# Crystal water in your tank



## igor.kanshyn (Jan 14, 2010)

I would like to share very simple but extremely helpful tip for making your aquarium water clearer. 
Imagine that you have a well established tank, but water still contains some small particulars that your filter doesn't catch. The good example of those particulars are *diatom algae*. It can't be live or dead, it doesn't matter for our solution.

What you can do to remove this from your water is add several *cosmetic pads* as your filter media. I use round cotton ones, look at the picture. I'm sure ladies in your house can give you some of these things.
I simply place two pads between sponges in my filter and after a day they will be dirty and *your water is clean*.

These pads *will not eliminate a source of pollution*, but they do remove very small dirt from water.

There is a disadvantage. Cotton pads will rot in two/three days in your filter, so, do not forget to remove them. One day is quite enough for them to do the job.

I have a Fluval Water Polishing Pads in a canister filter. It's a piece of junk in comparison with cotton pads


----------



## BettaBeats (Jan 14, 2010)

polywool also works, but it can get small poly-fibers into the tank that wrapped around my plants and looked ugly.

good tip suggestion.


----------



## igor.kanshyn (Jan 14, 2010)

Thanks you BettaBeats, 

Why do you wrap plants?

polywool can be a better thing for placing into a filter. It should not rot


----------



## Ciddian (Mar 15, 2006)

Igor!!! You smarty!! *Raids the bathroom drawer for her cotton pads*


----------



## igor.kanshyn (Jan 14, 2010)

Thanks, women bring a lot of benefits into our life


----------



## AquariAM (Jan 28, 2010)

Where do you place these pads in the filter so that they catch debris and also so you avoid bypass? Could you describe how to place them in a HOB or Canister?


----------



## Philip.Chan.92 (Apr 25, 2010)

Thanks! This worked out pretty well. Finally got rid of the floating sediments from my gravel even after washing it for an hour. Thanks again


----------



## igor.kanshyn (Jan 14, 2010)

- TASK A: According to the aquarium thread, how long can cotton pads stay in a filter before they rot?
The aquarium thread and the records were gathered from separate places.

- RAW RECORDS:
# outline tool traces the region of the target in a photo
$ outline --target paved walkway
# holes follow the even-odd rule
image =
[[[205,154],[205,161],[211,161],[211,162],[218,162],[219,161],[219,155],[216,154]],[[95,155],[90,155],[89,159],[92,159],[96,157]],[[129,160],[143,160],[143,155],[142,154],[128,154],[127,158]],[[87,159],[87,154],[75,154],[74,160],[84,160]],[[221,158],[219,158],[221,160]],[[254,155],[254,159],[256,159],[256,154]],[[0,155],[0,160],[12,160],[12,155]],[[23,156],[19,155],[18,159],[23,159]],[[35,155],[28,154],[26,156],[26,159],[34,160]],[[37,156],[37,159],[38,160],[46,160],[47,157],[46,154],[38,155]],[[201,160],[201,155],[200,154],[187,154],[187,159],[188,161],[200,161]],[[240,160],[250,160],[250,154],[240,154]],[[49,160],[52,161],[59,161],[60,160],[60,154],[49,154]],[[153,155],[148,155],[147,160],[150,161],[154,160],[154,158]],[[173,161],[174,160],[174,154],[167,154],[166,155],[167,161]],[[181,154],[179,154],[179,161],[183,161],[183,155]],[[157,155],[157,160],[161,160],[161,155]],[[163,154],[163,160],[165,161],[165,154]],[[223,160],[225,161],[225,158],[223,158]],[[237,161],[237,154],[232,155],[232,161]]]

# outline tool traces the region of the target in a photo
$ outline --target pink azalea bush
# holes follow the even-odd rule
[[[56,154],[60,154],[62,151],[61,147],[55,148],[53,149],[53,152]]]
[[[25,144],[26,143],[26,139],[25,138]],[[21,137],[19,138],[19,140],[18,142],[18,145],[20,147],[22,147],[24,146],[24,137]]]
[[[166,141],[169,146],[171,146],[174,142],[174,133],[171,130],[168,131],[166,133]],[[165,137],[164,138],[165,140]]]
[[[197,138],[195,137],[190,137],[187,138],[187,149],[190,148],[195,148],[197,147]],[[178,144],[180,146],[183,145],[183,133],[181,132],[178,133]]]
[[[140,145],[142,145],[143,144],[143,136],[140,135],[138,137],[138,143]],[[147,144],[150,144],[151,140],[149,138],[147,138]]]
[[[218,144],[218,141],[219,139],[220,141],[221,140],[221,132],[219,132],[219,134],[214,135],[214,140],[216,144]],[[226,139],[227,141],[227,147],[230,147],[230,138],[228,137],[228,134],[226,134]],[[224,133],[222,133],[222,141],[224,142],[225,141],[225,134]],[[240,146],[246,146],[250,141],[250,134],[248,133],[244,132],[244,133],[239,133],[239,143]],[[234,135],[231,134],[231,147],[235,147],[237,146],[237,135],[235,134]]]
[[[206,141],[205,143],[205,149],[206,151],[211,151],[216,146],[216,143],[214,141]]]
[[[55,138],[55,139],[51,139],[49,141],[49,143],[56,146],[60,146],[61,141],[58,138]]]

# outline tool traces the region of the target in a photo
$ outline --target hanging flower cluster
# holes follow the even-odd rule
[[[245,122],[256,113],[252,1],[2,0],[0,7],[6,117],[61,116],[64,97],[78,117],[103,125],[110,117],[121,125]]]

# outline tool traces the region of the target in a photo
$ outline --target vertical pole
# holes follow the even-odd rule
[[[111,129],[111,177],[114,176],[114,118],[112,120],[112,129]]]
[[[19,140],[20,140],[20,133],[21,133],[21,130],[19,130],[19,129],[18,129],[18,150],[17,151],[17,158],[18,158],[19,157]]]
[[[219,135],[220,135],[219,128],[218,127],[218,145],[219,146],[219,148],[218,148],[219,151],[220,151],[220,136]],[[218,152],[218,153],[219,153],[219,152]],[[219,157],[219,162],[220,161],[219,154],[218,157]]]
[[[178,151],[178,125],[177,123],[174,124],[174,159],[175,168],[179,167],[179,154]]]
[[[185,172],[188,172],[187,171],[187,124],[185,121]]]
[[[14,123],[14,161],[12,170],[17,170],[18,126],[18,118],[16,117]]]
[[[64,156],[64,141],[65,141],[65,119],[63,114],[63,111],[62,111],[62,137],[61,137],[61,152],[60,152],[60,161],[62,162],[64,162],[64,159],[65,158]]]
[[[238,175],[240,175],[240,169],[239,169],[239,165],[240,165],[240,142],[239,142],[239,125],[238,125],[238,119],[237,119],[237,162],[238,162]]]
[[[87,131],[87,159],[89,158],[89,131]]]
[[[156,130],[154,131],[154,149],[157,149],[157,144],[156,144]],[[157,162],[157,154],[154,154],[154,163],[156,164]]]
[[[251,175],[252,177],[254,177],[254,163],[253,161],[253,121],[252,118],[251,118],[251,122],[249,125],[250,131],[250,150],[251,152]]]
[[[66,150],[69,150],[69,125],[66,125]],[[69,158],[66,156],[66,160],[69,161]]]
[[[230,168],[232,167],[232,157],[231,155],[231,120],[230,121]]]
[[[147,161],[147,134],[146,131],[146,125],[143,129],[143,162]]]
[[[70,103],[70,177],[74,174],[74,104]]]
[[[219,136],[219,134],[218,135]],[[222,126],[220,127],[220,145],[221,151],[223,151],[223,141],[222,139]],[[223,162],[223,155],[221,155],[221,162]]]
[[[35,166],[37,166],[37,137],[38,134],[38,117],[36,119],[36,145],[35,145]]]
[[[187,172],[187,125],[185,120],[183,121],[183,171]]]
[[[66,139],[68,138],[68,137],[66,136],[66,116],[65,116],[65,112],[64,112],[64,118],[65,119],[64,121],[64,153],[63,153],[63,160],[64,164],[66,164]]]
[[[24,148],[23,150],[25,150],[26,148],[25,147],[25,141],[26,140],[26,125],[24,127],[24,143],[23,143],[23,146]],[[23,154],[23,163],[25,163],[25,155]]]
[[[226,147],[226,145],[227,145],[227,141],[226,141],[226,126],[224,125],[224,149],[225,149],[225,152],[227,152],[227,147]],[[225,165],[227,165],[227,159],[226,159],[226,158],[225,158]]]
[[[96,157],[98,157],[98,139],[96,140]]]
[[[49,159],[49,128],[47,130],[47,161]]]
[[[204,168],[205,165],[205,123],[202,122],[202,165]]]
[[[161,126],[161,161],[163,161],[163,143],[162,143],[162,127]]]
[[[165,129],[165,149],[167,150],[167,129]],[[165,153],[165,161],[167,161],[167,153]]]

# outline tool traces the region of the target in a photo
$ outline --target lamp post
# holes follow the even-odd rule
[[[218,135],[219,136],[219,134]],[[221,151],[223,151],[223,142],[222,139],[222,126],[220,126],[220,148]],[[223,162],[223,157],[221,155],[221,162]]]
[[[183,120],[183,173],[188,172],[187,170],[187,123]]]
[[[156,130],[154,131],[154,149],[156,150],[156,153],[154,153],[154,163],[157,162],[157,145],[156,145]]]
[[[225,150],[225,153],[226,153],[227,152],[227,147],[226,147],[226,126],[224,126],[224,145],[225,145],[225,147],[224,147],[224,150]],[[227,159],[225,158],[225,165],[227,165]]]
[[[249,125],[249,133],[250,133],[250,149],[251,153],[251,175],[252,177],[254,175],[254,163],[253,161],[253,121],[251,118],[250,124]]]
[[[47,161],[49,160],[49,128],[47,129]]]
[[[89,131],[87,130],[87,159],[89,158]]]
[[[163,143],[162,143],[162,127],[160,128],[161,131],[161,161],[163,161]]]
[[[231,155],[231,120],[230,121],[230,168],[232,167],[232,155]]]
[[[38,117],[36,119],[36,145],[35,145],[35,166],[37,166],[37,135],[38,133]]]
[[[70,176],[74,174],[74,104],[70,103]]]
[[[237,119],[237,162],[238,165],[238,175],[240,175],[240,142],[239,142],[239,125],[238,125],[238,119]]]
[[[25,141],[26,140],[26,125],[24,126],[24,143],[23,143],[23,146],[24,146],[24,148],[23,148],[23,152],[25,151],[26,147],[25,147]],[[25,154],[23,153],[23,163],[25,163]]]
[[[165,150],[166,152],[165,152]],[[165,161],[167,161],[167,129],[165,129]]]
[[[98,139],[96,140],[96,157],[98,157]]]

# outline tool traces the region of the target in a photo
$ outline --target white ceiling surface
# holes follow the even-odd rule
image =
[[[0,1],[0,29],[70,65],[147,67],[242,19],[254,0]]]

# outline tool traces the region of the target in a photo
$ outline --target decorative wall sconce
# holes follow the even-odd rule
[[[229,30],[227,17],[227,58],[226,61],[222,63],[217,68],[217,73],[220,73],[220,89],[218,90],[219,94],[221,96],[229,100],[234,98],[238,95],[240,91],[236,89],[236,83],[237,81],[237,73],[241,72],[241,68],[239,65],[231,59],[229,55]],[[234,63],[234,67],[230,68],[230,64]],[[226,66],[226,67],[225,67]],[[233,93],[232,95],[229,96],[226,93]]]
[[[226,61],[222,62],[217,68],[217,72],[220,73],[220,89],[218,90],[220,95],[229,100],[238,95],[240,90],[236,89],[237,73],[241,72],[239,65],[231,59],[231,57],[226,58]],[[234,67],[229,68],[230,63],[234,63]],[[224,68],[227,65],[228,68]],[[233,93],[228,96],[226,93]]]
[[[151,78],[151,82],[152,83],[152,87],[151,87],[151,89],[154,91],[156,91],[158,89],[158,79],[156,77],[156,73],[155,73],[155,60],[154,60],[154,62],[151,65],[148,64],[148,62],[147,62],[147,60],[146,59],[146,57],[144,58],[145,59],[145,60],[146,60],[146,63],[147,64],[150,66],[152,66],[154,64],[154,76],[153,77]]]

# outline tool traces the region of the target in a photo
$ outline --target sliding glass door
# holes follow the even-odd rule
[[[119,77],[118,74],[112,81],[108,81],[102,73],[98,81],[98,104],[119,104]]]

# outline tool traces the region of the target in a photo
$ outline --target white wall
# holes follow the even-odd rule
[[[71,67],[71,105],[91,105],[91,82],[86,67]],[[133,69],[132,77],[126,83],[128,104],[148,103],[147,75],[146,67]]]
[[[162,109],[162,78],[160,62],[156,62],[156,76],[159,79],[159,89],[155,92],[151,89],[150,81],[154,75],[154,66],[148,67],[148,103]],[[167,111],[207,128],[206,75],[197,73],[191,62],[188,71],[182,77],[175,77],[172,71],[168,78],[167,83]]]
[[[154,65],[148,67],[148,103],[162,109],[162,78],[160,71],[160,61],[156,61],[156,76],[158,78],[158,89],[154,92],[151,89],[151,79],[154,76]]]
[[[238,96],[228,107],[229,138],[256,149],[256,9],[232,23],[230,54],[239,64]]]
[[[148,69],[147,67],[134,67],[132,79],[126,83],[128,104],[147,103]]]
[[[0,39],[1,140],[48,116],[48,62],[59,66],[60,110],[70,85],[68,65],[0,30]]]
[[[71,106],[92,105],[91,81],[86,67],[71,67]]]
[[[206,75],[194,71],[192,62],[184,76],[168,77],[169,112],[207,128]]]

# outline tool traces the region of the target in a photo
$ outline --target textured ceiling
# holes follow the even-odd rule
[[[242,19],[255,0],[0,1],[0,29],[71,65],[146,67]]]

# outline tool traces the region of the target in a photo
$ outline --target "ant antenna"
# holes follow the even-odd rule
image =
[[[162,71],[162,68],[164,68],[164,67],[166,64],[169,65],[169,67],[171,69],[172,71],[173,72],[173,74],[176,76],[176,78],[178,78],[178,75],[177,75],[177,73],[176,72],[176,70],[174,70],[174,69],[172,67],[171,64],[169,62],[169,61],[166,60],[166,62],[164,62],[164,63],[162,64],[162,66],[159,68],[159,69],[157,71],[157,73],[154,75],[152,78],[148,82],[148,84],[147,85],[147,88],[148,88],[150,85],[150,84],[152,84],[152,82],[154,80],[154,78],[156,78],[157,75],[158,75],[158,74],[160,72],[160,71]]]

--

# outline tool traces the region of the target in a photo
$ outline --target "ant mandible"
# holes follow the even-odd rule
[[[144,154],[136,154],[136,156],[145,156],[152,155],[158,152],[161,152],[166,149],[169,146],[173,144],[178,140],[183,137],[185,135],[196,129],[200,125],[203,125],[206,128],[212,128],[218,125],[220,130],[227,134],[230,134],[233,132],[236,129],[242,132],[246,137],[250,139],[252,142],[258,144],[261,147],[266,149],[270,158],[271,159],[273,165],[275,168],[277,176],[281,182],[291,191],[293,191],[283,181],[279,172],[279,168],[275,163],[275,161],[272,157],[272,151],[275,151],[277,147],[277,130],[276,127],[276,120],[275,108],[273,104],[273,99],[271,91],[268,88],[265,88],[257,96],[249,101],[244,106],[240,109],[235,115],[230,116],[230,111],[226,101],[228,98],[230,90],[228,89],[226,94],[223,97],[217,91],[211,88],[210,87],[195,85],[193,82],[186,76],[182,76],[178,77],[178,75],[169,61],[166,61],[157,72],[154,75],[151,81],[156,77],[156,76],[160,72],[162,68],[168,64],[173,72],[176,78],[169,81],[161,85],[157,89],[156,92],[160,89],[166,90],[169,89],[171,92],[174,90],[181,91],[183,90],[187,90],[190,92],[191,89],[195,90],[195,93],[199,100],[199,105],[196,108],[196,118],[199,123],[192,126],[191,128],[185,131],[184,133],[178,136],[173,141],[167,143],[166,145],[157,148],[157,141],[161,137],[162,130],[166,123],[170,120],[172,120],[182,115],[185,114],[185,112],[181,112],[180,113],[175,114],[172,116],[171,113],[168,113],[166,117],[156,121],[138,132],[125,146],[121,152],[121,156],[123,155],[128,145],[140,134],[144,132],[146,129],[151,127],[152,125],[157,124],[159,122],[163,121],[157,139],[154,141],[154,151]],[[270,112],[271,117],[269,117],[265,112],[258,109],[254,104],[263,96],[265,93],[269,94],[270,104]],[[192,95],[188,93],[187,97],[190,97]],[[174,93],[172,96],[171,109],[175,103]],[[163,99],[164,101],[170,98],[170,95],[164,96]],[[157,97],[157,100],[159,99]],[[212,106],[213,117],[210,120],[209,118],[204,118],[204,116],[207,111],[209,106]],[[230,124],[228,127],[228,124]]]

---

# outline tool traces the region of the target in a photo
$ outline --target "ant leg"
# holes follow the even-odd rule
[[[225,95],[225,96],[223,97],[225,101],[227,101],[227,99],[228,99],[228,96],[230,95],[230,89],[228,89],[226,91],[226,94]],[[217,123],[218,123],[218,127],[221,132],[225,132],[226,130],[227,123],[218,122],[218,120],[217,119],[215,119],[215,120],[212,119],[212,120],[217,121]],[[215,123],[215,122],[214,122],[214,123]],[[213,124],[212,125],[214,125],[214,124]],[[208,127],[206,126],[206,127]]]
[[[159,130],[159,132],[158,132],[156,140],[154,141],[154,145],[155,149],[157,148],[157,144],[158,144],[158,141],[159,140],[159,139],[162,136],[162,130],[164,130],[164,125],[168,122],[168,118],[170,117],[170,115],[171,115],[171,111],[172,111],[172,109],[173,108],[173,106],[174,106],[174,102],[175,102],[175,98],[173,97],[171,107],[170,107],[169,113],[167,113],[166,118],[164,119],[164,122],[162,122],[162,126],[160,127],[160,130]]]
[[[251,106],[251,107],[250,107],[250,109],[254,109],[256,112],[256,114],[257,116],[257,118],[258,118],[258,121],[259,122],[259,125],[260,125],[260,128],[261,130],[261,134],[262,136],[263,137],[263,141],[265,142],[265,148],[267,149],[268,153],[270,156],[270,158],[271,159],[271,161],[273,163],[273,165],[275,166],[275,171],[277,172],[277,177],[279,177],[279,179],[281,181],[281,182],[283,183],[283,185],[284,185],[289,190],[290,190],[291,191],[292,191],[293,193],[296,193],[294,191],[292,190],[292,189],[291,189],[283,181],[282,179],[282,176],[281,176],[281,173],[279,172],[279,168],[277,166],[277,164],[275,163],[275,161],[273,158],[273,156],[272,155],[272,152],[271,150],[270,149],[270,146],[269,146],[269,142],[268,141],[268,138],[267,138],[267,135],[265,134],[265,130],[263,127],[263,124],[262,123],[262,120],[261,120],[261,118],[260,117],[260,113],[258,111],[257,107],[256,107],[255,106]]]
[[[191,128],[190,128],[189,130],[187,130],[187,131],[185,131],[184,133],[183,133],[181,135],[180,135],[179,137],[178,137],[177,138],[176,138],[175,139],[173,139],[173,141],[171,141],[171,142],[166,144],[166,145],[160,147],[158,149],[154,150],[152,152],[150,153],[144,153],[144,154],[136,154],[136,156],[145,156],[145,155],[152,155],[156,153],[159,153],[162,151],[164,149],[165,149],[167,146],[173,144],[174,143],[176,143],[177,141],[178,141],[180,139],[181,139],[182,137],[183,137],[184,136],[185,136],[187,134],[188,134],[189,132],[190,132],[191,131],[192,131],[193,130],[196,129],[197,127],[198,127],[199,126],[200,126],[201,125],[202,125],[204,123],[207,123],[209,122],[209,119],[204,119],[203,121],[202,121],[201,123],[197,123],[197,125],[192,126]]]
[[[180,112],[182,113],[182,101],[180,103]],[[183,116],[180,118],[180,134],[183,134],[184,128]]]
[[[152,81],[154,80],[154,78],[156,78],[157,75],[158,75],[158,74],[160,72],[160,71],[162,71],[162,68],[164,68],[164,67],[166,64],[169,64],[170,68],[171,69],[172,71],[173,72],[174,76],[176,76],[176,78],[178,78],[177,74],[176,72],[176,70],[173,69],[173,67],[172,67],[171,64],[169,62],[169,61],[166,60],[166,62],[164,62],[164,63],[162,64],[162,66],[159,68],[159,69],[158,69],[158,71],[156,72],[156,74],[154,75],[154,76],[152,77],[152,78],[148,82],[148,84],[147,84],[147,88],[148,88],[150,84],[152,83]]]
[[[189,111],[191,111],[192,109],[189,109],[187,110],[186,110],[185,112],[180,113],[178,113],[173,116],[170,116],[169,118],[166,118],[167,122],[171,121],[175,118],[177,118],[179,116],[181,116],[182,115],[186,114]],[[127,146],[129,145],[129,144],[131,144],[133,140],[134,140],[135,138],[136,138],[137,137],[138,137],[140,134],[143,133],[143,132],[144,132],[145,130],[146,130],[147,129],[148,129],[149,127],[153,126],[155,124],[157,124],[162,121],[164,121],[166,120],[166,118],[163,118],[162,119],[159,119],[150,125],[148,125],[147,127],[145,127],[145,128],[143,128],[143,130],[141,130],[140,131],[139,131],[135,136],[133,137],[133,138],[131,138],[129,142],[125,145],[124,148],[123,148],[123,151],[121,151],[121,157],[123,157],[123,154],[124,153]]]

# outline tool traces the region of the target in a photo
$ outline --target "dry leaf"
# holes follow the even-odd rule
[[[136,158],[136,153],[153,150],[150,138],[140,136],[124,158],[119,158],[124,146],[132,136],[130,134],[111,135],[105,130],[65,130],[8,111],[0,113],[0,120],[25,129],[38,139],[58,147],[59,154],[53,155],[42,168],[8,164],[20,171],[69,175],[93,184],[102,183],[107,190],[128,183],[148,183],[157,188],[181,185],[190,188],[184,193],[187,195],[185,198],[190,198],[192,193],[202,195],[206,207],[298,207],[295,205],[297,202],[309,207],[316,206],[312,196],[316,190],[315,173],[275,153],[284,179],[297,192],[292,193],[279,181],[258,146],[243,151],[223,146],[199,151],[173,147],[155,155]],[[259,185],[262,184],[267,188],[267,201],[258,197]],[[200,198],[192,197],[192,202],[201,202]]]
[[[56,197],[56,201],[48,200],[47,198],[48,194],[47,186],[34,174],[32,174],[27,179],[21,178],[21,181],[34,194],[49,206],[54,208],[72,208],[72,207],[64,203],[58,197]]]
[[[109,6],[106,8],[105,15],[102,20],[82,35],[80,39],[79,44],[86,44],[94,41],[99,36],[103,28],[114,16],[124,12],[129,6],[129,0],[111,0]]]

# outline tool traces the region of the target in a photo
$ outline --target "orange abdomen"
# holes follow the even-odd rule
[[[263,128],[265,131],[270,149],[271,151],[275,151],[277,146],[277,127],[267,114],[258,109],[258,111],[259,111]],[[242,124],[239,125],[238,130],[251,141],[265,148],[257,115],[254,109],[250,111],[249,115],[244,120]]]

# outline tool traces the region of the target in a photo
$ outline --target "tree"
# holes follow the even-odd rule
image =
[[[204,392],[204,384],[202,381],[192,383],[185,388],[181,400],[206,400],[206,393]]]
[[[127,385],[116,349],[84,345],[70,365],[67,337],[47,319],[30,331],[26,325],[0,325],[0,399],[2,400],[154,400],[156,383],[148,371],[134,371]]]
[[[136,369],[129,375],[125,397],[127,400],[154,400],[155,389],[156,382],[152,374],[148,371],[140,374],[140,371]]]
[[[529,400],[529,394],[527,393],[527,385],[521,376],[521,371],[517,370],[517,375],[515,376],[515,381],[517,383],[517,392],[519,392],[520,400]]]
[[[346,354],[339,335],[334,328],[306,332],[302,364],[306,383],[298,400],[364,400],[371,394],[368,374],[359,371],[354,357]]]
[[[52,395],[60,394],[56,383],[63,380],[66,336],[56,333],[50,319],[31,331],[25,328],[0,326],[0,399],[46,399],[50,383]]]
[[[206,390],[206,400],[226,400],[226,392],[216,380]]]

- TASK B: Pick out and copy every line of the records that contains the string "ceiling". Only matches in the same case count.

- TASK SOLUTION A: Two or three days.

- TASK SOLUTION B:
$ outline --target white ceiling surface
$ outline --target textured ceiling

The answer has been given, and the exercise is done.